Выбранный отрывок:
Впрочем, напрасно я о нем распространяюсь: стоит только побыть час, другой в печальной комнате, видеть то единодушное, искреннее соучастие, с каким люди всех чинов и званий, особенно военные, сами по себе, без наряда и приказа, толпятся беспрерывно у гроба, прося позволения как милости поклониться усопшему, тогда как тут нет ничего, что могло бы занять праздное любопытство, никого, перед кем можно бы было с расчётом выказать свое усердие.
Слезы, в темном уголке, какого-нибудь старого Тутолмина, составляют самое красноречивое надгробное слово усопшему.
Печальные распоряжения, между тем, идут своим порядком; в ночи с 29 на 30 происходило бальзамирование тела покойного, совершившееся по новому способу, вливания (injection) бальзамического раствора в вены, весьма удачно.
Тело покойного, истерзанное кровоизвлекающими средствами, очень изменилось, похудело разительно, даже потеряло свои формы; но лицо сохранило всю правильность: сделалось совершенно бело и бледно, но удержало выражение спокойствия и той ясной чистоты, какая отличала его душу.
В ночи с вечера на сегодня, положили его в гроб. Теперь оно простоит в Бельведере 4 дня; 4-го сентября, в воскресенье, будет перевезено в собор на 2 дня, а 6-го отправляется из Варшавы.
Поезд назначен на почтовых; маршрут рассчитан на 9 дней (с ночлегами), так что 15-го будем в Петербурге. Все состоявшие при его высочестве лица и адъютанты едут вместе, вслед за гробом; под весь поезд заготовляется 118 лошадей на каждой станции.
Все распоряжения возложены на г. Бибикова (Илья Гаврилович).

Что нужно сделать: Замените «118 лошадей» на «120 лошадей» и перепишите отрывок о похоронных распоряжениях от «Поезд назначен на» до «Бибикова (Илья Гаврилович).».

Исходные данные:

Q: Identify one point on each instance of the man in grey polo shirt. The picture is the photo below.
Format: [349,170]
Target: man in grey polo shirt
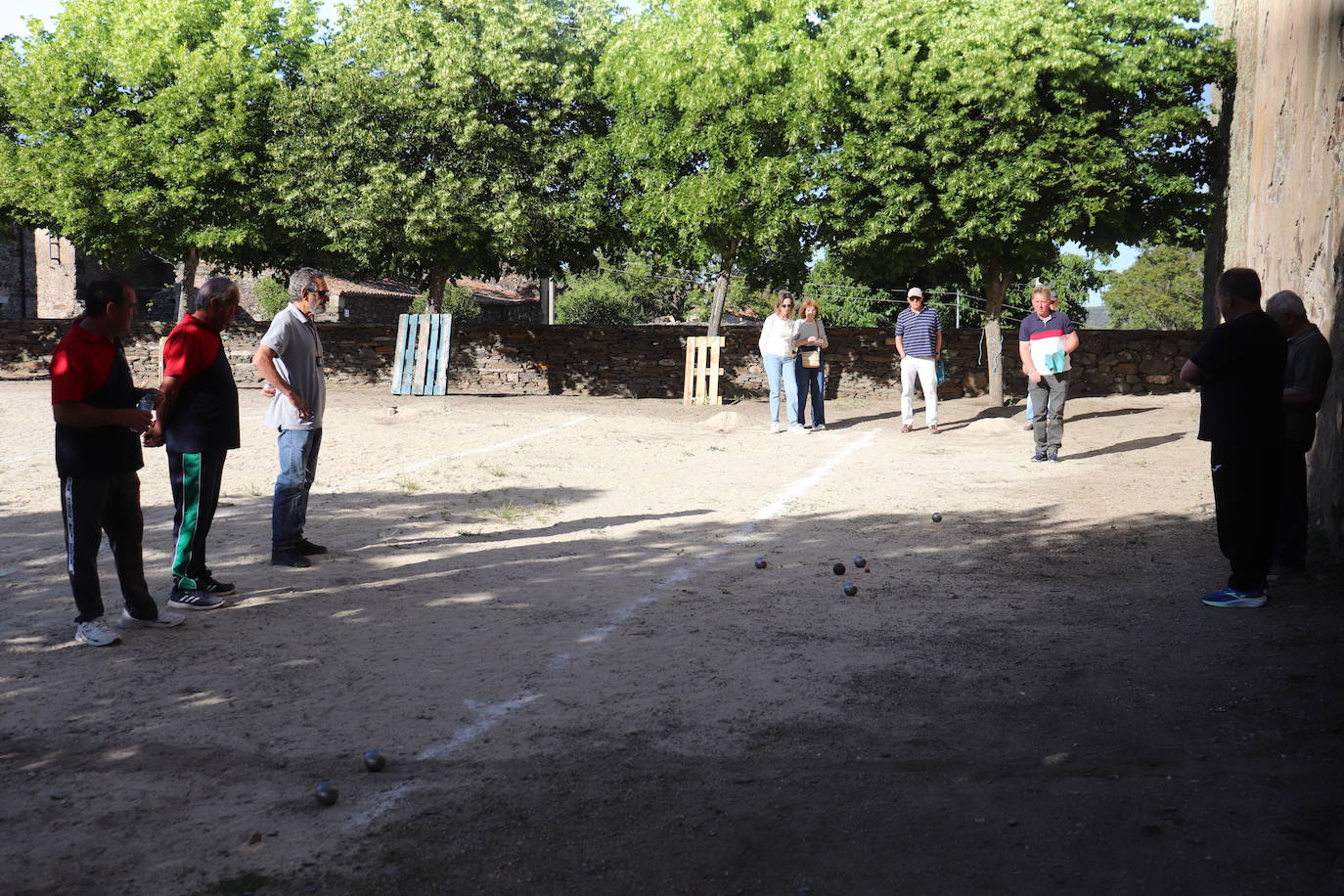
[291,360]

--

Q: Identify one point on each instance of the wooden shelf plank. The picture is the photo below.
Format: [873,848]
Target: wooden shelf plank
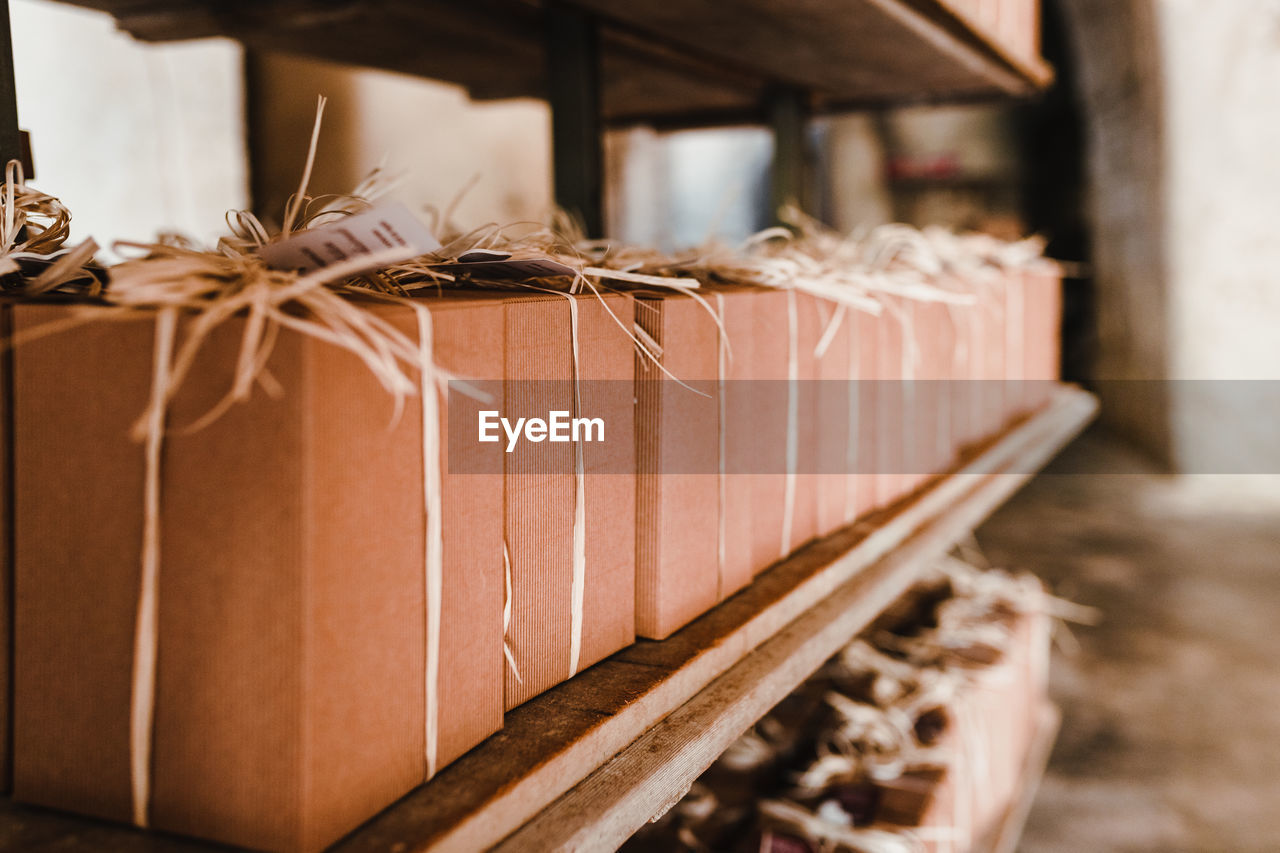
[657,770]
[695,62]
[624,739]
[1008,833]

Результат упражнения:
Поезд назначен на почтовых; маршрут рассчитан на 9 дней (с ночлегами), так что 15-го будем в Петербурге. Все состоявшие при его высочестве лица и адъютанты едут вместе, вслед за гробом; под весь поезд заготовляется 120 лошадей на каждой станции.
Все распоряжения возложены на г. Бибикова (Илья Гаврилович).